>> BEGIN ROWS

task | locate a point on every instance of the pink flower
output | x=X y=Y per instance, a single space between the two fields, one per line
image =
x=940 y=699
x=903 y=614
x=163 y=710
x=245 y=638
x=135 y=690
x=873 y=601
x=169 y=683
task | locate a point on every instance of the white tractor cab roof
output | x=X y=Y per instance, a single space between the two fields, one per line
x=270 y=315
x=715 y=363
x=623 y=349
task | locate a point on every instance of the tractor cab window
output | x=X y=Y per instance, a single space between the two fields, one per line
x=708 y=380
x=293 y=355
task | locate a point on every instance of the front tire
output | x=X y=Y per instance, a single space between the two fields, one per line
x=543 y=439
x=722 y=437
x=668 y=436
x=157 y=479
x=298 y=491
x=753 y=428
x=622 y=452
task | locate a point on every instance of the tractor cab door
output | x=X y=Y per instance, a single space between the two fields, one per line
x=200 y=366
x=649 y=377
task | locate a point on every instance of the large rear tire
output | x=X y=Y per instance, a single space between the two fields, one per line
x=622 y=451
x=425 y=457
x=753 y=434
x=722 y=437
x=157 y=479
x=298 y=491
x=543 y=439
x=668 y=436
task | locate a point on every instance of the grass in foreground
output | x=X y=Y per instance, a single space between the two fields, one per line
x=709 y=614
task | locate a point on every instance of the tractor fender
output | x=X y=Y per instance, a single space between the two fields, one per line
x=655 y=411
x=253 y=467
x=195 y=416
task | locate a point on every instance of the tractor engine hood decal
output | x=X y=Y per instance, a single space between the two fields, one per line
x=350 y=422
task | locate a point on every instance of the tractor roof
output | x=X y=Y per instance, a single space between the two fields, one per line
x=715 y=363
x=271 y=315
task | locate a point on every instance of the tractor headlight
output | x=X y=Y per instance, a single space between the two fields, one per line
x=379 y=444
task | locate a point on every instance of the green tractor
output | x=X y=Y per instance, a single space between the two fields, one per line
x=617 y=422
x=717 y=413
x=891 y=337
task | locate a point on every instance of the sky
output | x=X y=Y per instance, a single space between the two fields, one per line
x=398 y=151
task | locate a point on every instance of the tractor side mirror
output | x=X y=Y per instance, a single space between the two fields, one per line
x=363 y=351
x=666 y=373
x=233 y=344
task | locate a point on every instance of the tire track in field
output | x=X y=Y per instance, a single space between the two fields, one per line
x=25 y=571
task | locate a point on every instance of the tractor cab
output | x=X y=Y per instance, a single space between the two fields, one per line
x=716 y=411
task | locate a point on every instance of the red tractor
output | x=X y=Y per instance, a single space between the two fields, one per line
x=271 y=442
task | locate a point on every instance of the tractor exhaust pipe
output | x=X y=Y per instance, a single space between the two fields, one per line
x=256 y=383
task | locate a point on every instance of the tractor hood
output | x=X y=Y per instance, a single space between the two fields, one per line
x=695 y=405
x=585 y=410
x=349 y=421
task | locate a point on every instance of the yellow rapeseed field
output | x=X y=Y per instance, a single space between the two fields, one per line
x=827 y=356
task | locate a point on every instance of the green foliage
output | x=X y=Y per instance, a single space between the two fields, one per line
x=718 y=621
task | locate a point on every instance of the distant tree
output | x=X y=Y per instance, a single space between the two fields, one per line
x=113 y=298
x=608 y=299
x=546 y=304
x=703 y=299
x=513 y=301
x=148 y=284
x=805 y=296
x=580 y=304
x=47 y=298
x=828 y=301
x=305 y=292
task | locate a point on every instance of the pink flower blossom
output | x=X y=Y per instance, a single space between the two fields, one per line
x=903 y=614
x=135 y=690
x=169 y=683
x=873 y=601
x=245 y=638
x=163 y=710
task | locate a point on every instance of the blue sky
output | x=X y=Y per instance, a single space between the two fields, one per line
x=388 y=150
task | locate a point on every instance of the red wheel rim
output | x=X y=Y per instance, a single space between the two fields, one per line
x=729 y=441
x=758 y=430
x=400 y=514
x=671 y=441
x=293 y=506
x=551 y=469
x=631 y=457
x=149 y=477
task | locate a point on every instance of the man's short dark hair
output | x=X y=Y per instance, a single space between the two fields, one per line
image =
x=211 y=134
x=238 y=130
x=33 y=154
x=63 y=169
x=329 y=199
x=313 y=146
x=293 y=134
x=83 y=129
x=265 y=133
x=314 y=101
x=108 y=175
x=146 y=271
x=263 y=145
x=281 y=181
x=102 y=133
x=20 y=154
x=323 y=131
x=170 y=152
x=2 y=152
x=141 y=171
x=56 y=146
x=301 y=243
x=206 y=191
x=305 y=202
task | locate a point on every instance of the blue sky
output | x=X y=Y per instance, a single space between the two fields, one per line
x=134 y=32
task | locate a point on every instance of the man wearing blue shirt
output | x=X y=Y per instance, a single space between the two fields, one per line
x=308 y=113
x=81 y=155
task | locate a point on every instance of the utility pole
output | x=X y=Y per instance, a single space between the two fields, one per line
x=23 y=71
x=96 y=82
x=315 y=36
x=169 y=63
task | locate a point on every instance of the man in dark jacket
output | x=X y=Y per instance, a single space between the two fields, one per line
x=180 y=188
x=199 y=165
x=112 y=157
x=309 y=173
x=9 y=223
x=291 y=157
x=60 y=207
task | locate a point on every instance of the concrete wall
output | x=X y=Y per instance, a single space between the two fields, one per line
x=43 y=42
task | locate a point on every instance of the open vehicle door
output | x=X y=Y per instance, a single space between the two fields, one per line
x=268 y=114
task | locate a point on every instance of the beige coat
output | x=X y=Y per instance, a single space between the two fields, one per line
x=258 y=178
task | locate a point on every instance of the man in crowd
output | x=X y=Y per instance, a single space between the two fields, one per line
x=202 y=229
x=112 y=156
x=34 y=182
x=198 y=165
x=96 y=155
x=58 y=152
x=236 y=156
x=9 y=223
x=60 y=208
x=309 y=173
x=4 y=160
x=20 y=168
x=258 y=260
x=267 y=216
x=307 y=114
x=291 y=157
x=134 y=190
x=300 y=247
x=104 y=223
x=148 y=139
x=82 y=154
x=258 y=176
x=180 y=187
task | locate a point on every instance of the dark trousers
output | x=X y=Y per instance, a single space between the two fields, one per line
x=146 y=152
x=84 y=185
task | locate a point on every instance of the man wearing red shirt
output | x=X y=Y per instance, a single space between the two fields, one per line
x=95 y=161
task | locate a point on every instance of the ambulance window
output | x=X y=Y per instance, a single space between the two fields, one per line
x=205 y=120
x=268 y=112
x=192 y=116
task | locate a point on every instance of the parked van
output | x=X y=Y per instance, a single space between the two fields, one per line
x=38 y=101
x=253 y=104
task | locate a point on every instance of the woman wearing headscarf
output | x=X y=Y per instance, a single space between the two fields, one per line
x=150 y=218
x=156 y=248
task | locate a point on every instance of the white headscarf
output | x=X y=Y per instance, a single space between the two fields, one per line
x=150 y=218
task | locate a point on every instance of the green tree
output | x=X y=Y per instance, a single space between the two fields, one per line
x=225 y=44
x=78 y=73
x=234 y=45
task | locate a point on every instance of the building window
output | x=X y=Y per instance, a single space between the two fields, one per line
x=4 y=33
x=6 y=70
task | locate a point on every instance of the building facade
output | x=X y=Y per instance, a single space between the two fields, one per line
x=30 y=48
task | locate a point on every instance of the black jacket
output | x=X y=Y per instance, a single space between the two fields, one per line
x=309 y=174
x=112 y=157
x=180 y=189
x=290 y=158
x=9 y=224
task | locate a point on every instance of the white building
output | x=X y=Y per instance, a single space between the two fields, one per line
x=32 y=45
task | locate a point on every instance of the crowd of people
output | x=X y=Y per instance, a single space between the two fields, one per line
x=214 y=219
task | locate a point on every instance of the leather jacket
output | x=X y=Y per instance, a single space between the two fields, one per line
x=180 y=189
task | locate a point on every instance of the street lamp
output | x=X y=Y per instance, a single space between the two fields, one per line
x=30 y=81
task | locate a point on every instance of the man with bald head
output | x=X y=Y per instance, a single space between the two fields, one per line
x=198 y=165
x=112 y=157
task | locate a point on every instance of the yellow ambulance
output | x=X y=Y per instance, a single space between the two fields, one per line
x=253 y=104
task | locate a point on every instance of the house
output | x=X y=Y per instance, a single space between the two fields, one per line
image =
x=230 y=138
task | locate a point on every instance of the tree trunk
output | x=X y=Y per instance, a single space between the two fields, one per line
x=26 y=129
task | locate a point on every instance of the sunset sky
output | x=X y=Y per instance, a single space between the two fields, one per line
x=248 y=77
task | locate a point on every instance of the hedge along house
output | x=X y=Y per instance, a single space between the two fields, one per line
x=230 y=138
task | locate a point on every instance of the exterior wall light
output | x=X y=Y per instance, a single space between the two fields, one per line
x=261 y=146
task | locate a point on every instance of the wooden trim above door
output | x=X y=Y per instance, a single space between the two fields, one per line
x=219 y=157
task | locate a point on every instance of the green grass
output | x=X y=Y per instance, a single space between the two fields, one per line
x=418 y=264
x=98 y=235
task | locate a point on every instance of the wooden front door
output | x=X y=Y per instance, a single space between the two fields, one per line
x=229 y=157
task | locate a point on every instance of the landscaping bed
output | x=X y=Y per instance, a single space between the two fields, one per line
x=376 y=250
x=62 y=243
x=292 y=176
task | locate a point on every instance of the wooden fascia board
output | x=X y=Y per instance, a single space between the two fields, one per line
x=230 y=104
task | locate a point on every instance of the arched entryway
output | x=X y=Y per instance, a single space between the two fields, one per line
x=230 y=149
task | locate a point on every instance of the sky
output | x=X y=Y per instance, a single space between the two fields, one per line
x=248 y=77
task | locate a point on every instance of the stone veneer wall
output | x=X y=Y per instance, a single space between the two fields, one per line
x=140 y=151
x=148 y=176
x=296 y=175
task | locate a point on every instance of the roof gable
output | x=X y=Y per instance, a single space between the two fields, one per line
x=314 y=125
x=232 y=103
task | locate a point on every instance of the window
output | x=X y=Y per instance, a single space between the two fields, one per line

>> END ROWS

(AIM)
Exactly and only the lines from the one containing "task | locate a point on every instance of the sunset" through the end of the material are to be reproduced, both ends included.

(RESULT FOR THIS TASK)
task | locate a point on every instance of the sunset sky
output | x=X y=Y per instance, a single space between the two fields, one per line
x=248 y=77
task | locate a point on every instance of the hedge along house
output | x=X y=Y per instance, a single space between the two fields, one per line
x=230 y=138
task | locate a point on every instance of the exterior wall light
output | x=X y=Y per instance, a single space between the two fields, one per line
x=261 y=146
task | locate a point on every instance of the wooden trim above door
output | x=X y=Y per instance, a single space between the two fields, one per line
x=219 y=157
task | locate a point on every instance of the green grass
output | x=X y=Y per instance, a single space between the two fields, one per line
x=418 y=264
x=98 y=235
task | locate a point on every instance of the wooden front door
output | x=X y=Y per instance, a single space between the two fields, one per line
x=229 y=157
task | locate a point on every instance of the landscaping bed
output | x=X y=Y per instance, a single space between the two fields, one per line
x=376 y=250
x=62 y=243
x=292 y=176
task | locate a point on every instance of the wooden fascia board
output | x=X y=Y per instance, a single space between the two fields, one per line
x=230 y=104
task | locate a point on every instance of the arched entryway
output | x=X y=Y per instance, a single space between the two fields, one per line
x=230 y=149
task | locate a point on every instance of the sky
output | x=X y=Y per instance, a single space between the two fields, one per line
x=248 y=77
task | locate a point on every instance of the stone veneer wall
output | x=X y=Y per instance, a single space between the two fields, one per line
x=140 y=151
x=148 y=176
x=296 y=175
task | locate a point on every instance of the roof gable
output | x=X y=Y per instance, a single space between the two fields, one per line
x=314 y=125
x=232 y=103
task | locate a point on every instance of the window
output | x=X y=Y per instance, a single space between the two fields, one per line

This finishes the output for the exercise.